[Textauszug]:
========

3.2.2. Der üblichen Dauer eines Kontaktrechts entspricht ein Wochenendkontakt in 14‑tägigem Abstand zuzüglich eines Ferienbesuchsrechts von vier Wochen (stRsp, aus jüngerer Zeit 1 Ob 158/15i iFamZ 2015/201 [Neuhauser]; 8 Ob 69/15b EF‑Z 2016/39 [Gitschthaler]; 7 Ob 172/16v EF‑Z 2017/35 [Gitschthaler]), also eine Betreuung in einem jährlichen Ausmaß von rund 80 Tagen (10 Ob 17/15w; 1 Ob 158/15i; 8 Ob 69/15b; 7 Ob 172/16v). In der Literatur wird hiezu vertreten, dass der Bereich zwischen 52 und 80 Tagen dabei einen fließenden Übergang zur Prozentabzugsmethode bei Betreuung in unüblichem Ausmaß darstelle. Das Modell springe also nicht schon bei 52 Tagen, das heißt einem Tag pro Woche, sondern erst um, wenn der geldunterhaltspflichtige Elternteil das Kind mehr als 80 Tage pro Jahr betreut. Ist dies der Fall, seien im Rahmen der Prozentabzugsmethode allerdings nicht 80 Betreuungstage als übliches Kontaktausmaß zugrunde zu legen und bloß die diese Zahl übersteigenden Betreuungstage des anderen Elternteils zu dessen Gunsten in Anschlag zu bringen, sondern bloß ein Tag pro Woche, also 52 Tage, während die darüber hinausgehenden Tage zugunsten des anderen Elternteils zu berücksichtigen seien (Gitschthaler, Kinderbetreuung und Kindesunterhalt – ein Überblick, EF‑Z 2018/3; dem folgend offenbar auch Schwimann/Kolmasch, Unterhaltsrecht9 [2019] 122 FN 110). Dieser Auffassung hat sich zwischenzeitig bereits zweitinstanzliche Rechtsprechung ausdrücklich (vgl etwa LG Salzburg EFSlg 156.701 [2018], 159.791, 159.792 [2019]; LG Linz EFSlg 156.702 [2018], 159.793 [2019]) und die Entscheidung 9 Ob 57/17y offensichtlich angeschlossen.
3.2.3. Eine Betreuungszeit von 130 Tagen durch den an sich geldunterhaltspflichtigen Elternteil – wie im vorliegenden Fall – lag sowohl den Ausführungen von Gitschthaler (EF‑Z 2018/3) als auch der Entscheidung des Landesgerichts Salzburg (EFSlg 159.792) zugrunde. Betreue der geldunterhaltspflichtige Elternteil das Kind im Jahresschnitt 130 Tage, so seien zunächst einmal 52 Tage (nicht 80 Tage) als „übliches Kontaktrecht“ in Abzug zu bringen; der Rest von 78 Tagen sei durch 52 (Anzahl der Wochen pro Jahr) zu dividieren: Der geldunterhaltspflichtige Elternteil betreue demnach das Kind 1,5 Tage pro Woche in unüblichem Ausmaß, was zu einer Reduktion seiner Geldunterhaltsverpflichtung um 15 % führe.

========

Beantworten Sie die folgenden Fragen anhand des Textauszugs zu Kontaktrecht und Kindesunterhalt.
(a) Welchem jährlichen Betreuungsausmaß entspricht die übliche Dauer eines Kontaktrechts?
(b) Wie viele Tage sind bei einer Betreuung von 130 Tagen im Jahresschnitt zunächst als „übliches Kontaktrecht“ in Abzug zu bringen?
(c) Um wie viel Prozent verringert sich in diesem Fall die Geldunterhaltsverpflichtung?

[Datensatzinhalt]:

========

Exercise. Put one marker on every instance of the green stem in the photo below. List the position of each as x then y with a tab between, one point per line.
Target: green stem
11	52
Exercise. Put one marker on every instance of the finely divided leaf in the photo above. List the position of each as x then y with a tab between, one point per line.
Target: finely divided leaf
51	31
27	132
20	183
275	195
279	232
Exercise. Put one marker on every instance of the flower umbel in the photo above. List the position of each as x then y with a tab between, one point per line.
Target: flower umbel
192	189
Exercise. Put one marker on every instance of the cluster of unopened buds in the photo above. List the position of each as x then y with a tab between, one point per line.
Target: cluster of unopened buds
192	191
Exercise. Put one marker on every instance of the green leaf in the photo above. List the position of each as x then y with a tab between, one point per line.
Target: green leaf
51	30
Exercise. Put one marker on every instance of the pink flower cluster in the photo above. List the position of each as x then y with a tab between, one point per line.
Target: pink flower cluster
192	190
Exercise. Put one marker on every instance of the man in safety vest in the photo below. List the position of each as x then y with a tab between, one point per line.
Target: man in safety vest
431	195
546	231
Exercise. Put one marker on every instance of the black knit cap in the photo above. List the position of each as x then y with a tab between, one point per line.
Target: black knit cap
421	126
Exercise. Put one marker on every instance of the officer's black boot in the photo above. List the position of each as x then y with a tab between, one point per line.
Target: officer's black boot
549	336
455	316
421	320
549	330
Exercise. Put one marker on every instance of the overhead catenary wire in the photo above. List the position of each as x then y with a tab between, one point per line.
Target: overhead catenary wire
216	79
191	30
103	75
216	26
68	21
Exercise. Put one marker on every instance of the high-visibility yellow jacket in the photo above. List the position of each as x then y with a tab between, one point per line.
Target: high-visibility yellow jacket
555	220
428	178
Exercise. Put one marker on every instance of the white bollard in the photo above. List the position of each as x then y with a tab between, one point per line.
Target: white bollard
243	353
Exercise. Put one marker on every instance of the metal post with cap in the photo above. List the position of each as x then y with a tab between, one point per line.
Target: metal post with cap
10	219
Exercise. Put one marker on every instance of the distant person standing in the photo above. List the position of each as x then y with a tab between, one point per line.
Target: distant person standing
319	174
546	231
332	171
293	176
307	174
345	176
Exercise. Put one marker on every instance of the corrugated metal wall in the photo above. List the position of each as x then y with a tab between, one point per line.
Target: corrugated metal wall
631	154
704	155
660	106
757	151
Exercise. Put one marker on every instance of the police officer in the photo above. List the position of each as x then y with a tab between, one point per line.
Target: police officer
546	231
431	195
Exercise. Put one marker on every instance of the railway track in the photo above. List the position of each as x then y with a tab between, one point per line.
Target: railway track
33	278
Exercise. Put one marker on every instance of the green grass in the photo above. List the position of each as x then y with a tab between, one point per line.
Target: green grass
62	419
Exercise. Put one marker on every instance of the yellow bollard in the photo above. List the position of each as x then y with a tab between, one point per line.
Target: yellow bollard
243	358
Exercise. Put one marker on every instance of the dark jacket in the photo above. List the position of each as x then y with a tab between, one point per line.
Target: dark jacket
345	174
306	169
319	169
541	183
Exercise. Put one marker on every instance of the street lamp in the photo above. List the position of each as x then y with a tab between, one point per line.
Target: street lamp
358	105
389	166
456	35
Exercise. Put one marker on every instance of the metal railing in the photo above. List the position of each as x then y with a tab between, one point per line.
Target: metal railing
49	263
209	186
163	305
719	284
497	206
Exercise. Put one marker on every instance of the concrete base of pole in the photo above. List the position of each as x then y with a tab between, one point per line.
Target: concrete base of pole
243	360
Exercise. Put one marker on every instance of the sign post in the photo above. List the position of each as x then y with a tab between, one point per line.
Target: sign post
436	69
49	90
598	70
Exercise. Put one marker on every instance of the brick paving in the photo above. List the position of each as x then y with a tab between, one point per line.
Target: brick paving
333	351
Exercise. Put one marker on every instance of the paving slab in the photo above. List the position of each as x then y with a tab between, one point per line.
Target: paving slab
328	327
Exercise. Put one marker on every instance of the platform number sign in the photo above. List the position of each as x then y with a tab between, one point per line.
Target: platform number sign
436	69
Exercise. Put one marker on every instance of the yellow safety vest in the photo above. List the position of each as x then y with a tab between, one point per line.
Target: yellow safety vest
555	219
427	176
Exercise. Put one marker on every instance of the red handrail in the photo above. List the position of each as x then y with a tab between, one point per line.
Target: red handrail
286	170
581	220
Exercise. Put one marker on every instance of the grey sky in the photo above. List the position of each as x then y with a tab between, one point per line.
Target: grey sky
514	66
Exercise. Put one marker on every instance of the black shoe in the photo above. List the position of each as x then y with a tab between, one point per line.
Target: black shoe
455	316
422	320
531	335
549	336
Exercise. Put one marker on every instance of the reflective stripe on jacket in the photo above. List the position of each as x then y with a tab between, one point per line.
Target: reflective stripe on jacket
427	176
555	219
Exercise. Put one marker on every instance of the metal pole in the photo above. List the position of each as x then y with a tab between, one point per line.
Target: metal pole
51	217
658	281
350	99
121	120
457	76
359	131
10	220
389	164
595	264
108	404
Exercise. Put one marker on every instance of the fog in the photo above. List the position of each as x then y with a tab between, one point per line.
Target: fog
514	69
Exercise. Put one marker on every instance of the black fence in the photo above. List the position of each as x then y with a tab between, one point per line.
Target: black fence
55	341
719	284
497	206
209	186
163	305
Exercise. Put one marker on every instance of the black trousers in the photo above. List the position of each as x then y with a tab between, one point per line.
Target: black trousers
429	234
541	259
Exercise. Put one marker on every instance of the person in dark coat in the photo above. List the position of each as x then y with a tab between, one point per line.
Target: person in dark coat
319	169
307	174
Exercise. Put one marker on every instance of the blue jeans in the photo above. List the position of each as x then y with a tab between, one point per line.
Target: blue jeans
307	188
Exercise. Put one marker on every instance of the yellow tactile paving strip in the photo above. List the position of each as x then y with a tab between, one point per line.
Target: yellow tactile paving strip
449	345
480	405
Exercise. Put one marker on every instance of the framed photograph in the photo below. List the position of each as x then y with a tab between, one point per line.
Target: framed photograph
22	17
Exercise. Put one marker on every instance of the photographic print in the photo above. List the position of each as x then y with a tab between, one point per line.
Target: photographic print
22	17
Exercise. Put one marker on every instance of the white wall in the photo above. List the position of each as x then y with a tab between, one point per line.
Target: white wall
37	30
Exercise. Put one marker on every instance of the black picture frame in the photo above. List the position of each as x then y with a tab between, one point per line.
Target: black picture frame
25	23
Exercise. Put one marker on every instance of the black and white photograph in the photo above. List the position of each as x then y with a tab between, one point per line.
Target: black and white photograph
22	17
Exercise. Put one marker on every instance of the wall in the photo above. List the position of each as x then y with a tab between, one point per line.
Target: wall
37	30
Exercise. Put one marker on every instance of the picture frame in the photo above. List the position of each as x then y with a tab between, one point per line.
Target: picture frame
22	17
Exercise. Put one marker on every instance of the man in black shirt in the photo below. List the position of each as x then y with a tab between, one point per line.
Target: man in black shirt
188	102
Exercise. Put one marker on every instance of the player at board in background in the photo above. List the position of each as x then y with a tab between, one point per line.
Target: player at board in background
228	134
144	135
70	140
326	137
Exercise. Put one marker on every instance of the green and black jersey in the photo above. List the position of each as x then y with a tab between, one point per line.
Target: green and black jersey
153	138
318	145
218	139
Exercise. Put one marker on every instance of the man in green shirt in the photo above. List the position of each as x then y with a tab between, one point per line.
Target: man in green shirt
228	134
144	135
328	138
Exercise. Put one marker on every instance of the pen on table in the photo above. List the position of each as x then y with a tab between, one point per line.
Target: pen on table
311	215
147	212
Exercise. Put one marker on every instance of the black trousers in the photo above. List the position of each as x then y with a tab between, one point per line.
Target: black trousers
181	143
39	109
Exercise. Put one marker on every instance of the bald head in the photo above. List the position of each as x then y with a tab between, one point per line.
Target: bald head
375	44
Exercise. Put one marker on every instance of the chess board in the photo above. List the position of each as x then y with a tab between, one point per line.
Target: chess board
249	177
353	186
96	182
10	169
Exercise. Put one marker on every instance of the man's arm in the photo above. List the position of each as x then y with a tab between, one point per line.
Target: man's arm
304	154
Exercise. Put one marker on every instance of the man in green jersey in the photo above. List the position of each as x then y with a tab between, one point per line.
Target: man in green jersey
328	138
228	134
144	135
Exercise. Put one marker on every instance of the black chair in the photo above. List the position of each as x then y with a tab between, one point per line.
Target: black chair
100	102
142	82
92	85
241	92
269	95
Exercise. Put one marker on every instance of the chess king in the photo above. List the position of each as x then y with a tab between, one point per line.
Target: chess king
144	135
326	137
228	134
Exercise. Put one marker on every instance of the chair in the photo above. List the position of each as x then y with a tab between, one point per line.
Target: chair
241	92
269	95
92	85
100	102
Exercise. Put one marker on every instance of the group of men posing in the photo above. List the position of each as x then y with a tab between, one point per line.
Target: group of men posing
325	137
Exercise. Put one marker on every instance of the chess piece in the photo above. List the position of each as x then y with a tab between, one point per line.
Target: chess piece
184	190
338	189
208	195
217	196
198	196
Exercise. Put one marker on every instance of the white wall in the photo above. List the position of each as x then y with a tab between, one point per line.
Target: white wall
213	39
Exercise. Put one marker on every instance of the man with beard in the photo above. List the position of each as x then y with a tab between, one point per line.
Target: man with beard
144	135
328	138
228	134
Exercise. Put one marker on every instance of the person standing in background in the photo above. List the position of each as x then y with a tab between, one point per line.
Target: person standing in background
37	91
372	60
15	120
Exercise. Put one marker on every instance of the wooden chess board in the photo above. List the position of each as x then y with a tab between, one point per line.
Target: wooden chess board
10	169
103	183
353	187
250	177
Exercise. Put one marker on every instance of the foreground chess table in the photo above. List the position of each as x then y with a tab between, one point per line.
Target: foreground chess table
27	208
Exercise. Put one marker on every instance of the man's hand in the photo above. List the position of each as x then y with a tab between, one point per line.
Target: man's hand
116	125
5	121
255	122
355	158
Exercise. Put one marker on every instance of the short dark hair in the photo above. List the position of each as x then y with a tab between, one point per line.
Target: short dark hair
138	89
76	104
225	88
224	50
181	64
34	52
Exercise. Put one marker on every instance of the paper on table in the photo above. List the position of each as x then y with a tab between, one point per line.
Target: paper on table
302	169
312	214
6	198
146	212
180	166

========

[Lösung]:
(a) Rund 80 Tagen pro Jahr.
(b) 52 Tage.
(c) Um 15 %.